How many lines in the records below contain "drawer"? Reply with the number alone.

┄┄┄┄┄┄┄┄┄┄┄┄┄┄┄┄┄┄┄┄

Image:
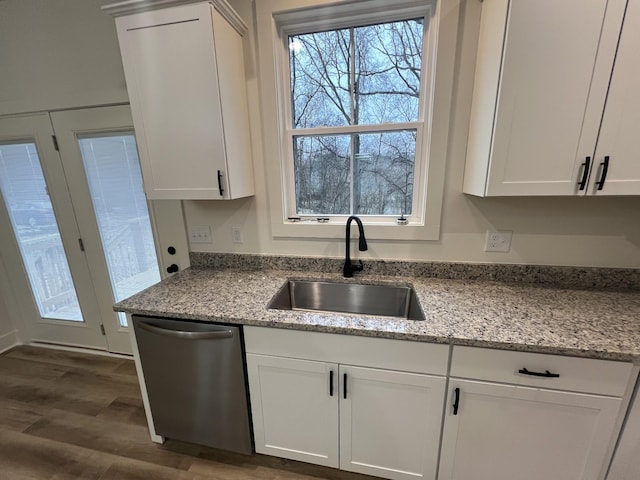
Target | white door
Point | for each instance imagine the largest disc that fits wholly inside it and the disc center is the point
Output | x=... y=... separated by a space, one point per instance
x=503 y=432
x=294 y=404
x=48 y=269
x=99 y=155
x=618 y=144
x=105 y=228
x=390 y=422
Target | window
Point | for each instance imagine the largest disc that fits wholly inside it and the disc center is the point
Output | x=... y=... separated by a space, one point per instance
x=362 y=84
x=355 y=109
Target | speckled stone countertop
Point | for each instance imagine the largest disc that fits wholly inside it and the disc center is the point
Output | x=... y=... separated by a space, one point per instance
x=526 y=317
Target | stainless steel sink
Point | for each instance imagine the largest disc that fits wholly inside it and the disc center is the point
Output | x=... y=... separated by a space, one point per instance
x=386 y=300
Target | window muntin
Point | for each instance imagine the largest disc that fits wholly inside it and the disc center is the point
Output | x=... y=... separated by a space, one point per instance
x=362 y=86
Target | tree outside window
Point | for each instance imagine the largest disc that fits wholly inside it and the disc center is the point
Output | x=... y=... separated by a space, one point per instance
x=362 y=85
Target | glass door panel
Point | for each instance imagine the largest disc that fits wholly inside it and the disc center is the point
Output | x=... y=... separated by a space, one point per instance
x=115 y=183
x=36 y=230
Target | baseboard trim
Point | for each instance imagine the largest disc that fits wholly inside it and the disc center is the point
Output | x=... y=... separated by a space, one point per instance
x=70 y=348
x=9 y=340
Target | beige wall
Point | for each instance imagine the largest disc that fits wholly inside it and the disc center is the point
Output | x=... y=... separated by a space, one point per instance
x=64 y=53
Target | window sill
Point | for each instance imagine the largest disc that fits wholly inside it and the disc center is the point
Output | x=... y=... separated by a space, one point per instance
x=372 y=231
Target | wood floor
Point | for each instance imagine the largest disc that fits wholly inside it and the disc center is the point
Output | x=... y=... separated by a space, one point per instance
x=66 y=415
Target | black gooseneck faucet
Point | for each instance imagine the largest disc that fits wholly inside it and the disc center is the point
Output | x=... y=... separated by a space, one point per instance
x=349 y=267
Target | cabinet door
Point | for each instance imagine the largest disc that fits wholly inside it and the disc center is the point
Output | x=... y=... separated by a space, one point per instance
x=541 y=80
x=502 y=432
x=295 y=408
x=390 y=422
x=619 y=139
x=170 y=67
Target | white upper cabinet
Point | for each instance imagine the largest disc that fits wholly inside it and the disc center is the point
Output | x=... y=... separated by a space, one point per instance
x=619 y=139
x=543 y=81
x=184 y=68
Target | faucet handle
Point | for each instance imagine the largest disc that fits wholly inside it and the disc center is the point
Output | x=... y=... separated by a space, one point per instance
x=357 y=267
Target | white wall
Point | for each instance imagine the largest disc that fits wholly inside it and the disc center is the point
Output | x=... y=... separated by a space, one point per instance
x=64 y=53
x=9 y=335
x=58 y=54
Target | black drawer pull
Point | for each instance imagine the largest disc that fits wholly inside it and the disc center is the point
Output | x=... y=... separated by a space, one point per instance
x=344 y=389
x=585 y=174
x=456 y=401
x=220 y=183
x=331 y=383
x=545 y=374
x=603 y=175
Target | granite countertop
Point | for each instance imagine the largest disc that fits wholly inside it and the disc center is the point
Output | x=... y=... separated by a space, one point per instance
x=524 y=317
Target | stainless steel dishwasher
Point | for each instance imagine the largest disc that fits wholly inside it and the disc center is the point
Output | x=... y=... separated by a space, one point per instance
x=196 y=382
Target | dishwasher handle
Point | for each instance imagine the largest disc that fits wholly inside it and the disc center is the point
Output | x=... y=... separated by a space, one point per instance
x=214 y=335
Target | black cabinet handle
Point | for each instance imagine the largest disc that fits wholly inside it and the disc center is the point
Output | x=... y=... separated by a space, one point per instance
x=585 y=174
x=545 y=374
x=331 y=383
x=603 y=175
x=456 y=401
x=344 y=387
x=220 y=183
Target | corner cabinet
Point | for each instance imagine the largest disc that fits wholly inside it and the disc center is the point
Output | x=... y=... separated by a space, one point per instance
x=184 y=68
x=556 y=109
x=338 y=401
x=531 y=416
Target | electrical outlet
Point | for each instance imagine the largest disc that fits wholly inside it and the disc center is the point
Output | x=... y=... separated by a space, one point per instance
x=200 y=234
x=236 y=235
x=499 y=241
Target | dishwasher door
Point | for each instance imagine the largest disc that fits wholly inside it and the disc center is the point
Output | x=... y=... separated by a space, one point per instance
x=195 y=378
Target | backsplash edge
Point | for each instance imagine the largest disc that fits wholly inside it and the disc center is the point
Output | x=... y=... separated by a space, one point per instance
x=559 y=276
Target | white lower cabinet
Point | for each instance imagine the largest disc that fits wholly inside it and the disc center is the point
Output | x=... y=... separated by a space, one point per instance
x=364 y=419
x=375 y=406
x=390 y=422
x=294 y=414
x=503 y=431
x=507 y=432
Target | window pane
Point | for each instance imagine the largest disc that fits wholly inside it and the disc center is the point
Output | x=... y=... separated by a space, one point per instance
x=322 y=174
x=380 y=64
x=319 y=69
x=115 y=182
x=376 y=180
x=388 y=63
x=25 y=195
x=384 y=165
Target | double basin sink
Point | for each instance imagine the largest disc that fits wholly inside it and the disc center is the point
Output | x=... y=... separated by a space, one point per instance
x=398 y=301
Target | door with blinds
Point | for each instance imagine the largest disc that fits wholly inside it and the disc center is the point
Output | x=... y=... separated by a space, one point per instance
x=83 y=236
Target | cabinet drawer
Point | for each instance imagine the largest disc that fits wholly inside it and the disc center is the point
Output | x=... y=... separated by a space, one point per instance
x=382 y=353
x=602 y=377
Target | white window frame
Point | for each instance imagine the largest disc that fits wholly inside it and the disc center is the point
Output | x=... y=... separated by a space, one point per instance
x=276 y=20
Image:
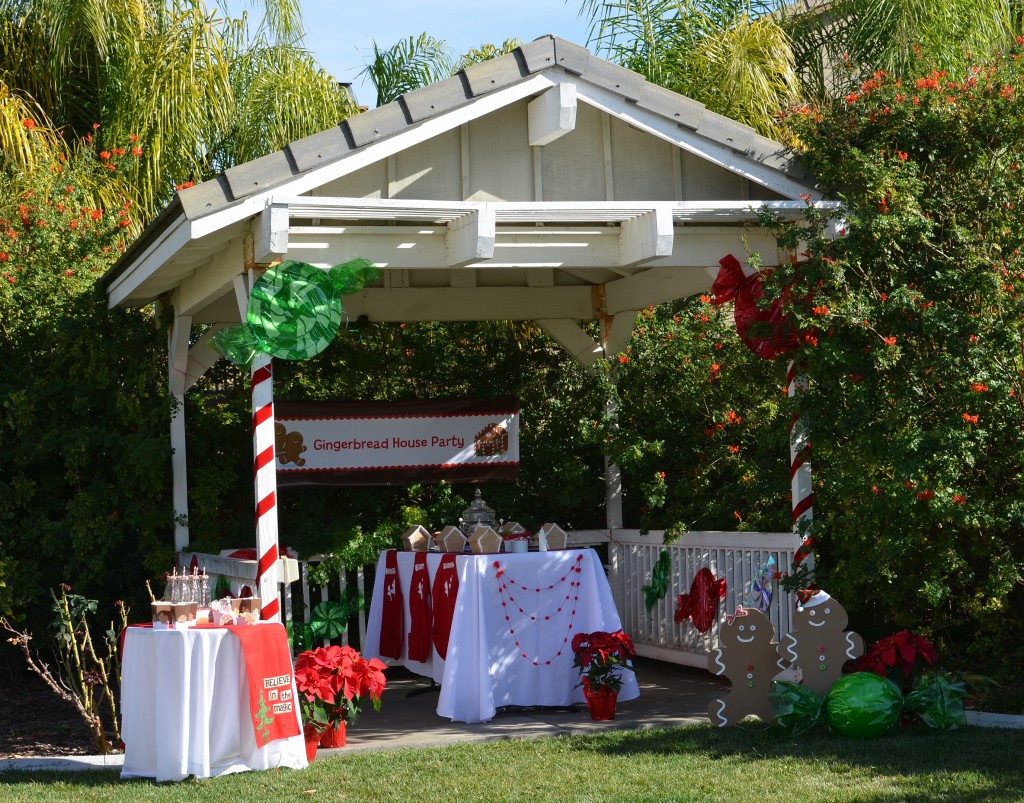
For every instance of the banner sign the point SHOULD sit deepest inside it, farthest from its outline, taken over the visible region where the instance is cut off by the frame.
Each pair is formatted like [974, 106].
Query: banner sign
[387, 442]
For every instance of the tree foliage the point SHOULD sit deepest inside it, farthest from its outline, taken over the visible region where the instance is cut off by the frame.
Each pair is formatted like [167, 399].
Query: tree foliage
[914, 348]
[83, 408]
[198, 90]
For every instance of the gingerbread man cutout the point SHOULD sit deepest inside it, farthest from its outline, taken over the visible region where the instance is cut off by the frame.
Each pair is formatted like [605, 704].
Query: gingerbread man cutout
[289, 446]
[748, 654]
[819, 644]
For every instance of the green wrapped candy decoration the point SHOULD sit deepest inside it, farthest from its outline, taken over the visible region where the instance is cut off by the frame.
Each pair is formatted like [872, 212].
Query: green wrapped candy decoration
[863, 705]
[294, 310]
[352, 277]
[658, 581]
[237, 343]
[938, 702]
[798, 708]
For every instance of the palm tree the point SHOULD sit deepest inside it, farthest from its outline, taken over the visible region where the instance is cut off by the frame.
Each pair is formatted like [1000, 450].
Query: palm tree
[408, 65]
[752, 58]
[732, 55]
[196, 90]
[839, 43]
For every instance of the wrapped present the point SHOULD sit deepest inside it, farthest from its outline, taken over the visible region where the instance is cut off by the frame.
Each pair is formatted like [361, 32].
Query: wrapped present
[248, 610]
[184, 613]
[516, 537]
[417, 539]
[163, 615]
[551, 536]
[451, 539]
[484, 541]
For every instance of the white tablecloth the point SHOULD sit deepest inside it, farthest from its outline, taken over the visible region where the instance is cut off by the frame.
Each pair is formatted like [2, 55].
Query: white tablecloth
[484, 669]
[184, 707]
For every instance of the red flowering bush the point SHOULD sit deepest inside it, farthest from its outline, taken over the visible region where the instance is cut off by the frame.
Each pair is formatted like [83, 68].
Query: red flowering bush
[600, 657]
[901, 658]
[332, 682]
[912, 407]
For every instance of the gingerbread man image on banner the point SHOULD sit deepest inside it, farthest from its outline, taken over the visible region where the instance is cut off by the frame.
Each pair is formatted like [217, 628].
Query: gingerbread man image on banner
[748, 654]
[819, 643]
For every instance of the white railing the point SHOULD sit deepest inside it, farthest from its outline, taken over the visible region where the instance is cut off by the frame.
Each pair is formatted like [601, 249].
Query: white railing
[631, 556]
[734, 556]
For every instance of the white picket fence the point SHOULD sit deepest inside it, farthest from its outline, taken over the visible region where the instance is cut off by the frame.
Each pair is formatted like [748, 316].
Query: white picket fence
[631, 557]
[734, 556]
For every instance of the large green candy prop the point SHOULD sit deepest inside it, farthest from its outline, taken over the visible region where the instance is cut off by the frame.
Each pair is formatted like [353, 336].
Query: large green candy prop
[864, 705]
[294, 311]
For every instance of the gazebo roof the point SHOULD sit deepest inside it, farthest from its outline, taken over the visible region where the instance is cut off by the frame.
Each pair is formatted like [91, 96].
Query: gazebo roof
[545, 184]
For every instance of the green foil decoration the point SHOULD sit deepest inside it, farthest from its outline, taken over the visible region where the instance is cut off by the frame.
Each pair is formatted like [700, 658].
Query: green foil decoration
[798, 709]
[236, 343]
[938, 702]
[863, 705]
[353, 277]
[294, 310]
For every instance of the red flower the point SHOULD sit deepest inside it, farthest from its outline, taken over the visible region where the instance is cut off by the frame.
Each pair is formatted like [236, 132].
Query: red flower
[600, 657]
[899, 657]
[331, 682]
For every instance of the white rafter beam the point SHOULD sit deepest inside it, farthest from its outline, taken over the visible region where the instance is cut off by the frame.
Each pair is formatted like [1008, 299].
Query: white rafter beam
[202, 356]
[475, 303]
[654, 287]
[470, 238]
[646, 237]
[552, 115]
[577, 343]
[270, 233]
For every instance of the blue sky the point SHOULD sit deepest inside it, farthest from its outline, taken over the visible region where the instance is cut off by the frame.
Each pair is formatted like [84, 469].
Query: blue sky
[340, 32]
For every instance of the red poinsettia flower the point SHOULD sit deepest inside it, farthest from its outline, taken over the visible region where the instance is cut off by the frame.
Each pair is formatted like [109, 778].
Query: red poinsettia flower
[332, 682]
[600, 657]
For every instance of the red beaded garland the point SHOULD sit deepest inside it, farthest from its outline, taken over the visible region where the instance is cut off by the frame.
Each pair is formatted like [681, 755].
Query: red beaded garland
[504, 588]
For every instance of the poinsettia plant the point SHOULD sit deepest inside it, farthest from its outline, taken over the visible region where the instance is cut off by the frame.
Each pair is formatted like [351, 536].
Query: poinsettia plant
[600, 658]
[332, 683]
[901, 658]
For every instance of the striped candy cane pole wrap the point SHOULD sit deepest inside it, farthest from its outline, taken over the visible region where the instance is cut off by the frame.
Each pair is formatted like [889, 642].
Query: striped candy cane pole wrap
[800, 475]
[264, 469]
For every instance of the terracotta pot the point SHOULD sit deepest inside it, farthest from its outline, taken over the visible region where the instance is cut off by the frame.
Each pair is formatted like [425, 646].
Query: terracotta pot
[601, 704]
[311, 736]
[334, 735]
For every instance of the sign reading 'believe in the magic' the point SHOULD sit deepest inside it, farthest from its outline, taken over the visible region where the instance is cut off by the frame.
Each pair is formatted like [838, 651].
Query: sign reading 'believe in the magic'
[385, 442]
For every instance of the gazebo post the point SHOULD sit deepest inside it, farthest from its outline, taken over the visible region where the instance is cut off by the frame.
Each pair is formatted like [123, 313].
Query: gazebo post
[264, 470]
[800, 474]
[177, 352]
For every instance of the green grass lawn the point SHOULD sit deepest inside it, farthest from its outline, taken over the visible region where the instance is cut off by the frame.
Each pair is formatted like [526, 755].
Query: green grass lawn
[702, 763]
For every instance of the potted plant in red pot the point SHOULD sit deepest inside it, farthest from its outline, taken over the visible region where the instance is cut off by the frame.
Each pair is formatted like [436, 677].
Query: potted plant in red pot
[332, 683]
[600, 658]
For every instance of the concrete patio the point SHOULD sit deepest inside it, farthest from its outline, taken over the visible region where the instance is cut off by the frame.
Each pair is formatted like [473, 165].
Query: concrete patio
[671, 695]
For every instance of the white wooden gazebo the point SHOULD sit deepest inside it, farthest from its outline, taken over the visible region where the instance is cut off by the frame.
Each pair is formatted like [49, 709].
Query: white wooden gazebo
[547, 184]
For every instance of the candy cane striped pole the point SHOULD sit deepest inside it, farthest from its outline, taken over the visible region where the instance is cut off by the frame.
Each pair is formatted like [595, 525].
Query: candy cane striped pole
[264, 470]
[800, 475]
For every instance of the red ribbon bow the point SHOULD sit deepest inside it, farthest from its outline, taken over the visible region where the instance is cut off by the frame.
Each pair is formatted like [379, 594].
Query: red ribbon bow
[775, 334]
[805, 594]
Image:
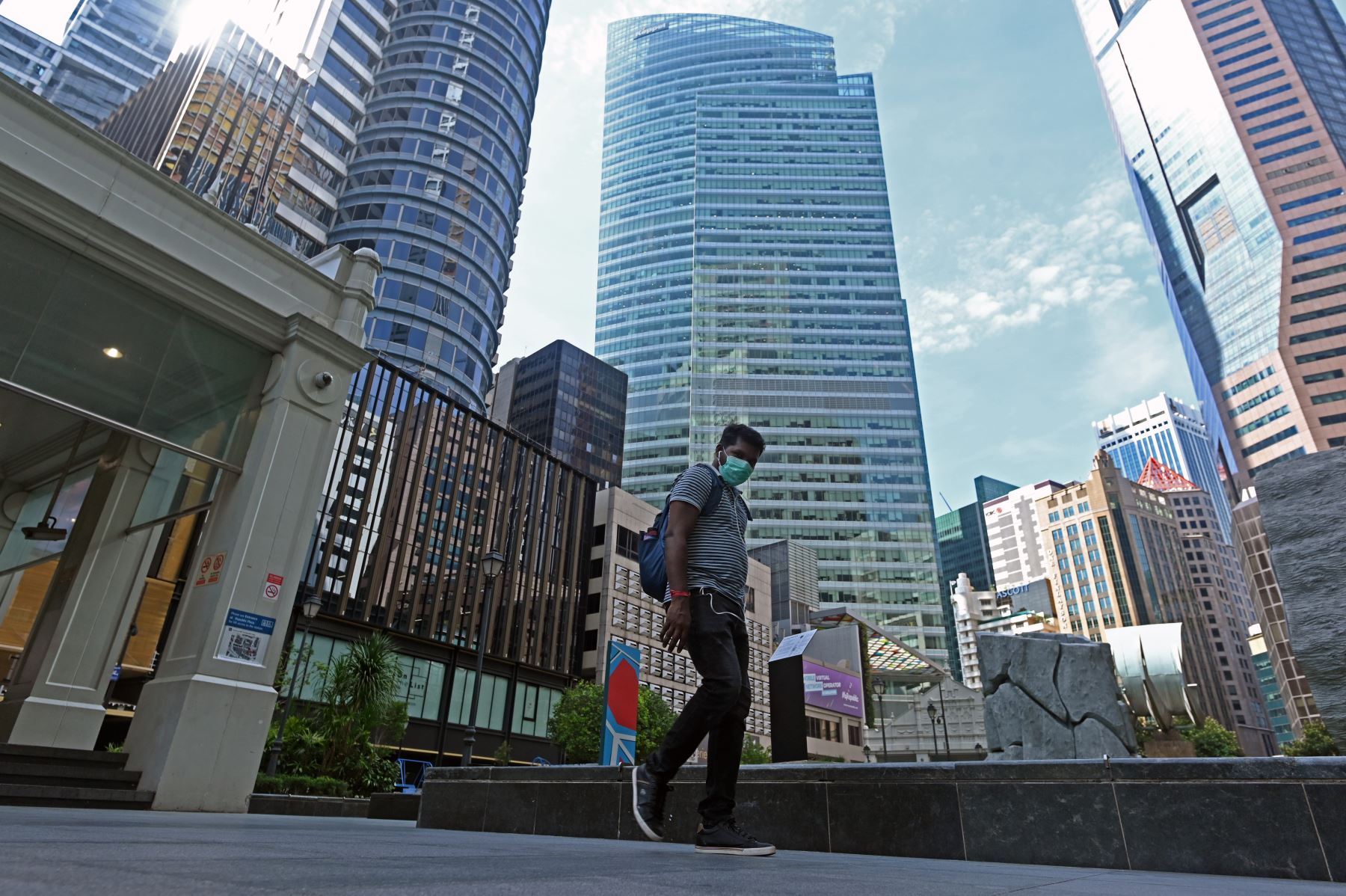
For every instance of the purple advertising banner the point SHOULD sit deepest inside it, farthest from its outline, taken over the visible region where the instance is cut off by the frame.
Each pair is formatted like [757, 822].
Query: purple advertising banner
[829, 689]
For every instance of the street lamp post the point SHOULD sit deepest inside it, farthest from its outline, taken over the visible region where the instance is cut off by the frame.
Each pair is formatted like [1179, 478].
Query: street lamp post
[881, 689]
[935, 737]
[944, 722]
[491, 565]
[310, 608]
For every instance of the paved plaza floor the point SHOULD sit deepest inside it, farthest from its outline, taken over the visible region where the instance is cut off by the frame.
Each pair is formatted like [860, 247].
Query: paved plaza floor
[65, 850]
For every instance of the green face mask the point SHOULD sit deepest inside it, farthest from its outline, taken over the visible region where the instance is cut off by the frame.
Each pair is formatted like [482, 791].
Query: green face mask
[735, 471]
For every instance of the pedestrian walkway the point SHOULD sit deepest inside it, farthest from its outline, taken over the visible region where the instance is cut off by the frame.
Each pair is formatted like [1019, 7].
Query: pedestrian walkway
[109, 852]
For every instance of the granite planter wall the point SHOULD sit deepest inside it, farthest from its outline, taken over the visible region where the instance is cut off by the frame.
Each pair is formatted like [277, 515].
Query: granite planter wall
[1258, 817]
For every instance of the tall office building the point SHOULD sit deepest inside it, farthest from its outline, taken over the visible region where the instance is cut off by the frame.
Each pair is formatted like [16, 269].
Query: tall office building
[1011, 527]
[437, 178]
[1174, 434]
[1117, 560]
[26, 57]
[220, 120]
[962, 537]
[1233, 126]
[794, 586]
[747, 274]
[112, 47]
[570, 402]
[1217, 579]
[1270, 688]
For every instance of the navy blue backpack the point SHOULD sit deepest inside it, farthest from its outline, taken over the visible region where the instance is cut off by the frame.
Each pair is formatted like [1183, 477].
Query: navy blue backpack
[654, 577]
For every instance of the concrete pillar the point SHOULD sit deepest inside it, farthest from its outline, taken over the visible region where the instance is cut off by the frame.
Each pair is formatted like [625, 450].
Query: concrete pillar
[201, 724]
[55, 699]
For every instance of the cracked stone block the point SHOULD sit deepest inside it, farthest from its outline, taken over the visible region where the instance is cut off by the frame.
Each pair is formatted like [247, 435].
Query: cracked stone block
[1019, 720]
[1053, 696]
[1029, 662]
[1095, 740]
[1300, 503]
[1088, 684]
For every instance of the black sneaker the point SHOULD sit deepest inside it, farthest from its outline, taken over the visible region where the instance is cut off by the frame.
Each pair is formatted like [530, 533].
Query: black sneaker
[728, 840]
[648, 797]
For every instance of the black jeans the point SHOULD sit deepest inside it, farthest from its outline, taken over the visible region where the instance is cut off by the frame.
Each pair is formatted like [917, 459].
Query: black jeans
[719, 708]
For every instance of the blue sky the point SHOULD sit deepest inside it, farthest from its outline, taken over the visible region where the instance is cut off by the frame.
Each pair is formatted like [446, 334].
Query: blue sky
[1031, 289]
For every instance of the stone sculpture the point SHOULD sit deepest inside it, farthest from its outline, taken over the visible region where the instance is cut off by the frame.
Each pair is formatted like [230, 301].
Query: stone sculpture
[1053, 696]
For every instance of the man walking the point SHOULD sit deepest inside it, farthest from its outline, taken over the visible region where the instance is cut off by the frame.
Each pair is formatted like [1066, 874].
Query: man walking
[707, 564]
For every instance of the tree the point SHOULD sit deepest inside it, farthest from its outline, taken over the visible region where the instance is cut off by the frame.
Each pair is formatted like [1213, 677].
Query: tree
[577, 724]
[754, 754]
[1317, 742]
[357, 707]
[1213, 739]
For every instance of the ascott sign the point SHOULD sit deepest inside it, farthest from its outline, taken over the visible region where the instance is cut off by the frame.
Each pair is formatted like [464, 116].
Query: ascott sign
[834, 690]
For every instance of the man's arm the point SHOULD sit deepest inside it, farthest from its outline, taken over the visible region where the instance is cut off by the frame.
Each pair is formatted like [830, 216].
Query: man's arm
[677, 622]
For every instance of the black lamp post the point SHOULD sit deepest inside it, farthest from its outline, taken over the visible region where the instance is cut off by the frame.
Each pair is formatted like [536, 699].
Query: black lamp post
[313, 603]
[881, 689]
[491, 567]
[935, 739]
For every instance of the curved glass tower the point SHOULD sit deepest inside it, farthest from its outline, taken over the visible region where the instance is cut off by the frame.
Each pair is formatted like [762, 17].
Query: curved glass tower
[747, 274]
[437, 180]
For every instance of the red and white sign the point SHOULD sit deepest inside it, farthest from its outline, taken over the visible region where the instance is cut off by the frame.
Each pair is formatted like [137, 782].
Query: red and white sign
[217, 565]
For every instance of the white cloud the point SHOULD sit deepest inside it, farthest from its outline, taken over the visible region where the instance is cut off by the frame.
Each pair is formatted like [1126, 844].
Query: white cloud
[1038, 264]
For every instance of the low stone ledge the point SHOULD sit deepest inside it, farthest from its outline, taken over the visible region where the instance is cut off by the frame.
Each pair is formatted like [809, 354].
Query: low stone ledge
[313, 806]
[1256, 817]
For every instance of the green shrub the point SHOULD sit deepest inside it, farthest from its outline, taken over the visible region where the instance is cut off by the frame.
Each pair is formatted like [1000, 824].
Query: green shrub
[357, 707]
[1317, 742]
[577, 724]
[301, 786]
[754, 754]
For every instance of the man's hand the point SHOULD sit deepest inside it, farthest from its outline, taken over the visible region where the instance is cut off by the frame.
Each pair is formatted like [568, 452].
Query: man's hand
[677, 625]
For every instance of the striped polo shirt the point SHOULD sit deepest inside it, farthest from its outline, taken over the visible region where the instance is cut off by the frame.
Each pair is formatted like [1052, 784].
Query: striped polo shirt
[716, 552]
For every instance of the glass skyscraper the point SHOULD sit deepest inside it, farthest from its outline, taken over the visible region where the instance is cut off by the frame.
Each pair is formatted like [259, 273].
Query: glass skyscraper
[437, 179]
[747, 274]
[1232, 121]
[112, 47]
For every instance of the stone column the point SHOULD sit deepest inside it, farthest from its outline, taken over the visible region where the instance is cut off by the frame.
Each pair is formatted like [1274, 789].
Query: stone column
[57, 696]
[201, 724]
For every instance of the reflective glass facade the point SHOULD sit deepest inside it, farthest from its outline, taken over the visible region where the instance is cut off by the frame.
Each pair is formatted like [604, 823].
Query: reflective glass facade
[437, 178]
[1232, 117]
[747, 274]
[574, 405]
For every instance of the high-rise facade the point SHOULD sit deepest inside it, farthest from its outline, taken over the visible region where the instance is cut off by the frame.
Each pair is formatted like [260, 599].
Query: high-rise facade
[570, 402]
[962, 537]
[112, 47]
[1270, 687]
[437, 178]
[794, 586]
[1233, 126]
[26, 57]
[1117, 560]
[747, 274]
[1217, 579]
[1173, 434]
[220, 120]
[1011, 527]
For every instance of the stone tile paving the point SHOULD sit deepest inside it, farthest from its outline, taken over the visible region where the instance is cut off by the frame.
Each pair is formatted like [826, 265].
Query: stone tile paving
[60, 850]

┄┄┄┄┄┄┄┄┄┄┄┄┄┄┄┄┄┄┄┄

Written answer: 2